## À faire
D'après le texte sur les sorties cinéma de la semaine, où Zoe et Volta partent-elles étudier ?

## Texte à lire
Le cinéma cette semaine montre une jeunesse meurtrie au Kosovo, en Israël, au Maroc, dans les Vosges. Et même une vieillesse ronchonne dans le sud de la France. Entre autres…
Notre monde de Luàna Bajrami
2007. À l’étroit dans leur village du Kosovo, Zoe et Volta s’enfuient pour étudier à l’université de Pristina. Pour ces deux cousines élevées comme des sœurs depuis la mort du père de l’une durant la guerre, le choc et les déconvenues vont se succéder dans cette capitale en pleine reconfiguration, et qui ne sait que faire de sa jeunesse…
2007. À l’étroit dans leur village du Kosovo, Zoe et Volta s’enfuient pour étudier à l’université de Pristina. Pour ces deux cousines élevées comme des sœurs depuis la mort du père de l’une durant la guerre, le choc et les déconvenues vont se succéder dans cette capitale en pleine reconfiguration, et qui ne sait que faire de sa jeunesse…
Malgré un titre en phase avec l’ambition de ses personnages — et sans doute celui (légitime) de sa jeune interprète-réalisatrice, le premier long métrage de Luàna Bajrami, La Colline où rugissent les lionnes avait connu une existence un peu trop discrète dans les salles. S’il n’en est pas la suite, ni la préquelle et encore moins le remake, Notre monde permettra cependant aux spectateurs d’avoir une petite idée de ce qu’ils avaient manqué puisqu’il débute peu ou prou dans le même contexte géographique et avec des héroïnes similaires, aspirant à s’affranchir de leur village. Mais, comme une variation sur ce thème initial, Luàna Bajrami épouse ensuite une direction différente en les plongeant dans un roman d’apprentissage urbain édifiant.

[Enregistrements d'annotation par coordonnées]
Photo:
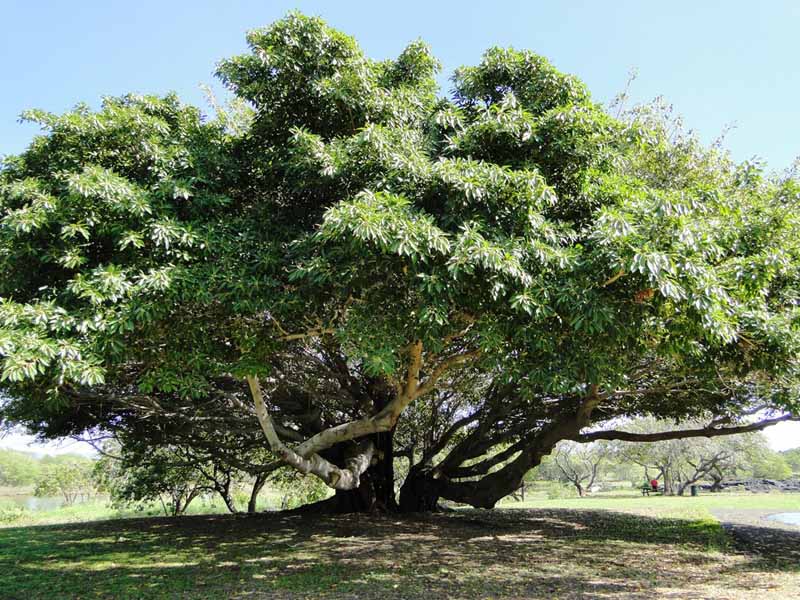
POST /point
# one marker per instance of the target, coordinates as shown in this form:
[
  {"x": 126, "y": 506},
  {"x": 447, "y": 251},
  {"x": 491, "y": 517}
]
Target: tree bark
[{"x": 418, "y": 493}]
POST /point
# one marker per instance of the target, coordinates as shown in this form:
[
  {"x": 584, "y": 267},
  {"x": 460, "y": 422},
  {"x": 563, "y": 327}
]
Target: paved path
[{"x": 753, "y": 533}]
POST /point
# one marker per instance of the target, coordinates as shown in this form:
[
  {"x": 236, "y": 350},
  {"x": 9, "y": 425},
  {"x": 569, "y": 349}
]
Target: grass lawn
[
  {"x": 687, "y": 507},
  {"x": 568, "y": 549}
]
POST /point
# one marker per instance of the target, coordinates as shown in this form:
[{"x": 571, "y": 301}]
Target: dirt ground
[{"x": 553, "y": 554}]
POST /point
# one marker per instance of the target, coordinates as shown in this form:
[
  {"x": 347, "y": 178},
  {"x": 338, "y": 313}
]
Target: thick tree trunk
[
  {"x": 375, "y": 492},
  {"x": 258, "y": 485},
  {"x": 419, "y": 493}
]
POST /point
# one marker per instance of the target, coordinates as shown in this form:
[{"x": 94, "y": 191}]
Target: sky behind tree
[{"x": 720, "y": 63}]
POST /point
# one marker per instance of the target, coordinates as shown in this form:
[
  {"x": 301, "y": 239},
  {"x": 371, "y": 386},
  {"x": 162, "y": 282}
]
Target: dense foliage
[{"x": 477, "y": 276}]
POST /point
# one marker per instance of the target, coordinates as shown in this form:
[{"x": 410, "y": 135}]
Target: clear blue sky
[{"x": 718, "y": 62}]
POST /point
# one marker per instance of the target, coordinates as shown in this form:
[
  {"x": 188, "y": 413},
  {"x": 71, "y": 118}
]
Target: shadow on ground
[{"x": 469, "y": 554}]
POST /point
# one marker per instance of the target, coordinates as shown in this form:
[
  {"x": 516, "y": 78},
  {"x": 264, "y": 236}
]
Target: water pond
[{"x": 33, "y": 503}]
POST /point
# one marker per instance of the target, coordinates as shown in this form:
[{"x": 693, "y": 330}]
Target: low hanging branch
[
  {"x": 347, "y": 478},
  {"x": 305, "y": 457},
  {"x": 709, "y": 432}
]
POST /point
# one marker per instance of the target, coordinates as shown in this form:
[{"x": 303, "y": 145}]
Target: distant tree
[
  {"x": 792, "y": 457},
  {"x": 768, "y": 464},
  {"x": 18, "y": 468},
  {"x": 135, "y": 474},
  {"x": 68, "y": 477},
  {"x": 162, "y": 479},
  {"x": 684, "y": 462},
  {"x": 579, "y": 464}
]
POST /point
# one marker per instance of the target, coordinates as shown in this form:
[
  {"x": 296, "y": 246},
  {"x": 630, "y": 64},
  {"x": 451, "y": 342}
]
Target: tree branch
[{"x": 709, "y": 432}]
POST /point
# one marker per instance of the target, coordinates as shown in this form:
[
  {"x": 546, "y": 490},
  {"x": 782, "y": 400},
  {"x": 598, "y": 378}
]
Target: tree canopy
[{"x": 365, "y": 267}]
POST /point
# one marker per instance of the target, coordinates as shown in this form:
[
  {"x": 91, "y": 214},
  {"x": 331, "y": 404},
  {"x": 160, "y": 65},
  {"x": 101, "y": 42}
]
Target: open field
[{"x": 570, "y": 549}]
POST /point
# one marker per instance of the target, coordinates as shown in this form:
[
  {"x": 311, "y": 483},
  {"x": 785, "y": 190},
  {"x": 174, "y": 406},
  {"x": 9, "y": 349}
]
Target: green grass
[
  {"x": 566, "y": 548},
  {"x": 685, "y": 507}
]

## Corrigé
Elles partent étudier à l'université de Pristina.